Data records
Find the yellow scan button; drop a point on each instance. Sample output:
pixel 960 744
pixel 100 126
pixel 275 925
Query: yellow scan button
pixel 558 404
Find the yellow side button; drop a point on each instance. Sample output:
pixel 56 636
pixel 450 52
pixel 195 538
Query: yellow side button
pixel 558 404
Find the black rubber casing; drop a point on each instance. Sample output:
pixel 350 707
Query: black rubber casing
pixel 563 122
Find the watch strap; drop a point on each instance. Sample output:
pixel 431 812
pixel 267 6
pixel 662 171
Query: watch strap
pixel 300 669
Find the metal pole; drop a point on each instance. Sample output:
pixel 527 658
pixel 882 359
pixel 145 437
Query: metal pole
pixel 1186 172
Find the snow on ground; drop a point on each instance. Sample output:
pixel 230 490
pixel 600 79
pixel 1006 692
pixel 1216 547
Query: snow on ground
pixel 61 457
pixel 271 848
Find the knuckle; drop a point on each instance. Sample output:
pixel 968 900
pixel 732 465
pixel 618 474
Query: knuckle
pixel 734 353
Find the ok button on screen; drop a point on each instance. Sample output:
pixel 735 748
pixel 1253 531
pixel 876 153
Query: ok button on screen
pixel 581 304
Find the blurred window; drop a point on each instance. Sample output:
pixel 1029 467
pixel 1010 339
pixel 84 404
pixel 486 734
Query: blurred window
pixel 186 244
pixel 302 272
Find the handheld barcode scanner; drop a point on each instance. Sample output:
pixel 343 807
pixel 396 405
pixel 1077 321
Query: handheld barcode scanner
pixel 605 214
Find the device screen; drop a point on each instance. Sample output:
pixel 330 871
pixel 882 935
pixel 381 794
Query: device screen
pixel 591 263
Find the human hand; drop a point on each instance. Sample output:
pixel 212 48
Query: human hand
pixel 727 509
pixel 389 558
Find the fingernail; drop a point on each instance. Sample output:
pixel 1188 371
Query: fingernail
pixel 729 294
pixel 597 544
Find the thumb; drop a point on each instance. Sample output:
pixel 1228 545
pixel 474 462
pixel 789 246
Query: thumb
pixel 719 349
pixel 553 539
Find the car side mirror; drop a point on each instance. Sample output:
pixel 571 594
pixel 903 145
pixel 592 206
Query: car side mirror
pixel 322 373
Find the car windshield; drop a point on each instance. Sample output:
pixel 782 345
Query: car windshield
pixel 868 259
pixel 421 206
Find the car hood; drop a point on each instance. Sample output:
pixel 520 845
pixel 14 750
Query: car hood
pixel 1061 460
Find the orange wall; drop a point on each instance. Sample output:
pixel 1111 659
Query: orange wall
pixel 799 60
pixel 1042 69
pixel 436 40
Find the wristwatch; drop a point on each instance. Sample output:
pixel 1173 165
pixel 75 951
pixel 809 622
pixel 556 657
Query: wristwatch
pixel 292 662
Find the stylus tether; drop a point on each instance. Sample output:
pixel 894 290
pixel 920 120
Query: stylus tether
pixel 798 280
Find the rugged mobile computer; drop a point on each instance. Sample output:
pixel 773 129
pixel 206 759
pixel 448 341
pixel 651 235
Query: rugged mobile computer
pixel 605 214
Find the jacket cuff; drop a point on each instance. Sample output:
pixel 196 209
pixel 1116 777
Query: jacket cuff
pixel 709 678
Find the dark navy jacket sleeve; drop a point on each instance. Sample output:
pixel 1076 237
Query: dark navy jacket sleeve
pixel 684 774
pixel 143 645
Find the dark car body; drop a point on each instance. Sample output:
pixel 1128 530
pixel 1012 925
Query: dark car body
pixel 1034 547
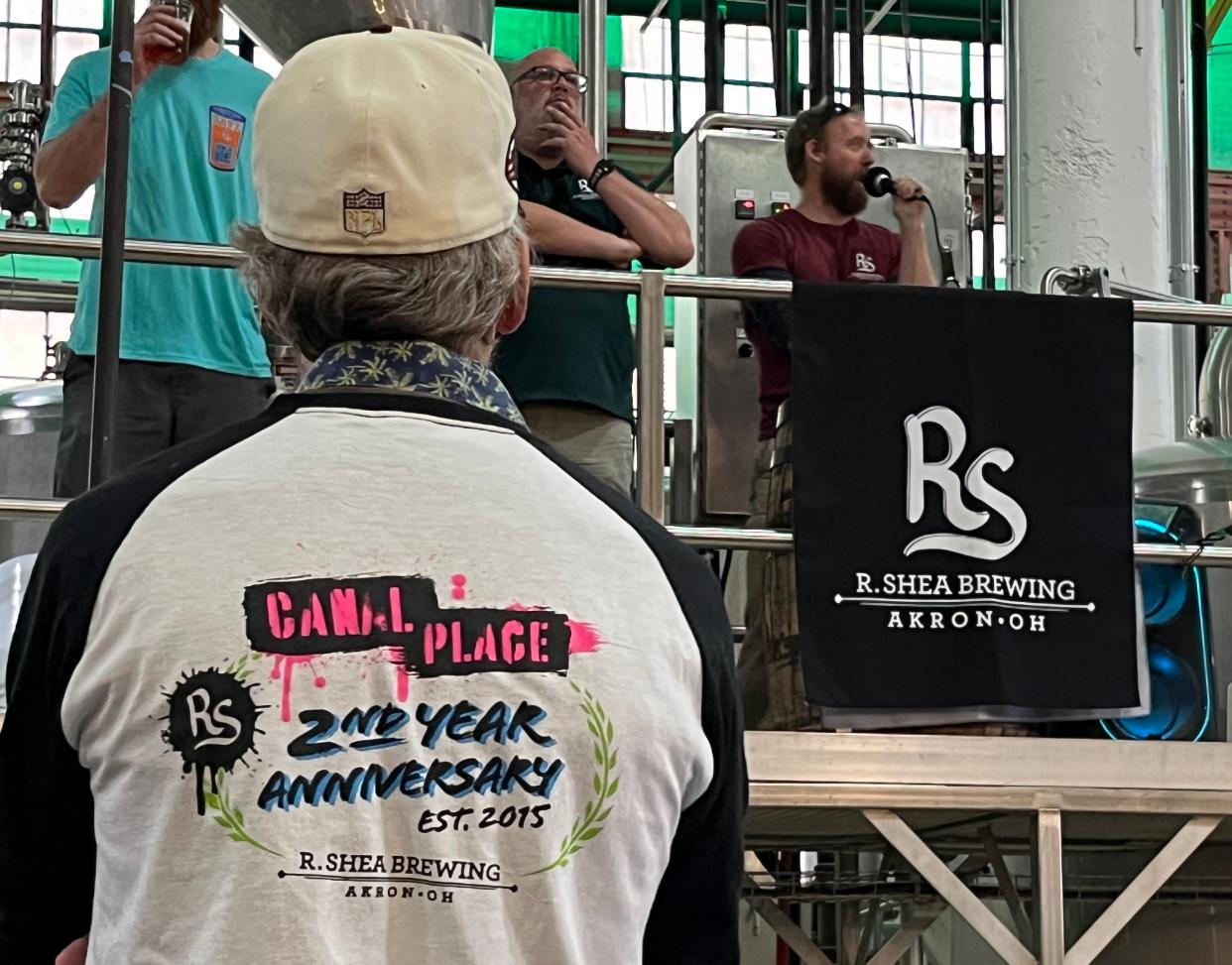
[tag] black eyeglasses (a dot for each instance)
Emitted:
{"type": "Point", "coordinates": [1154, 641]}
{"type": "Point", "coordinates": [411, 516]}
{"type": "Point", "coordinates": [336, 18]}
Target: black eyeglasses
{"type": "Point", "coordinates": [550, 75]}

▶ **WHAT YOU NEED TO DO**:
All of the records above are to be printed exactly, with every picture omitted.

▶ **ANSWER SPACE**:
Find the yellow scan button; drop a point on each instance. Sample output:
pixel 960 744
pixel 100 126
pixel 275 925
Query: yellow scan button
pixel 558 404
Find the yellow side button; drop a point on each instance. Sample output:
pixel 56 636
pixel 450 52
pixel 195 538
Query: yellow side button
pixel 558 404
Find the black rubber casing; drop a point on each instance. Sample output:
pixel 350 707
Query: black rubber casing
pixel 563 122
Find the watch strap; drop a point on each instance. Sample output:
pixel 431 812
pixel 267 6
pixel 662 171
Query: watch strap
pixel 300 669
Find the metal pole; drop a point on each instance. Sample output:
pixel 527 658
pixel 882 359
pixel 145 437
Query: metal pole
pixel 1186 172
Find the snow on ground; drop a point on each instance. Sample output:
pixel 230 490
pixel 600 79
pixel 1006 692
pixel 1216 547
Query: snow on ground
pixel 61 457
pixel 271 848
Find the knuckle; drop a point on each instance. Sample output:
pixel 968 900
pixel 732 465
pixel 618 474
Query: knuckle
pixel 734 353
Find the ok button on screen; drop a point on each instance. Sample output:
pixel 735 748
pixel 1253 531
pixel 876 153
Query: ok button on screen
pixel 581 304
Find the blurred window; drop a point on each instance. Sample output:
pixel 1029 467
pixel 1010 339
pixel 84 404
pixel 486 734
Query: blurred window
pixel 186 244
pixel 302 272
Find the handheld barcode scanner; drop a point on each instance. Sample output:
pixel 343 807
pixel 396 405
pixel 1077 321
Query: handheld barcode scanner
pixel 605 214
Find the device screen; drop a point on each instance. Sample output:
pixel 330 871
pixel 882 935
pixel 381 794
Query: device screen
pixel 591 263
Find the human hand; drop a point on each instance. Sample output:
pixel 212 48
Query: human hand
pixel 727 509
pixel 389 558
Find the fingernail; drop a point on each instance. Sample output:
pixel 1188 371
Query: fingernail
pixel 729 294
pixel 597 544
Find the thumb; drop a point on each instance. Sample output:
pixel 1228 545
pixel 474 462
pixel 789 246
Query: thumb
pixel 719 349
pixel 553 539
Find the car side mirror; drop a point on each instance. Sample output:
pixel 571 594
pixel 903 145
pixel 592 206
Query: car side mirror
pixel 322 373
Find the car windshield; drop a point on each instance. Sample output:
pixel 782 345
Query: car windshield
pixel 868 259
pixel 421 206
Find the car hood; drop a point on each instance. Sample output:
pixel 520 845
pixel 14 750
Query: car hood
pixel 1061 460
Find the orange wall; drop a point on each instance. Sample output:
pixel 1111 659
Query: orange wall
pixel 799 60
pixel 1042 69
pixel 436 40
Find the wristwatch; drop a point on each instance. Sample output:
pixel 1173 165
pixel 75 951
pixel 809 622
pixel 556 657
Query: wristwatch
pixel 292 662
Find the stylus tether; drop a point on each instance. Sample output:
pixel 894 290
pixel 920 120
Query: stylus tether
pixel 798 280
Find the rugged mobile computer; drop a point on each instance. Sample output:
pixel 773 129
pixel 206 759
pixel 448 341
pixel 651 235
Query: rugged mobile computer
pixel 605 214
Find the jacket cuff; drop a point on each instance. Sample output:
pixel 196 209
pixel 1116 777
Query: jacket cuff
pixel 709 678
Find the dark navy jacket sleeve; drop a point on each instance. Sample output:
pixel 1076 237
Query: dark navy jacket sleeve
pixel 684 774
pixel 143 645
Find the dark car body; drop a point on each instance. Sample output:
pixel 1128 530
pixel 1012 925
Query: dark car body
pixel 1034 547
[tag] black eyeglasses (a dot for each instance)
Emitted:
{"type": "Point", "coordinates": [1154, 641]}
{"type": "Point", "coordinates": [411, 516]}
{"type": "Point", "coordinates": [336, 18]}
Target: black eyeglasses
{"type": "Point", "coordinates": [550, 75]}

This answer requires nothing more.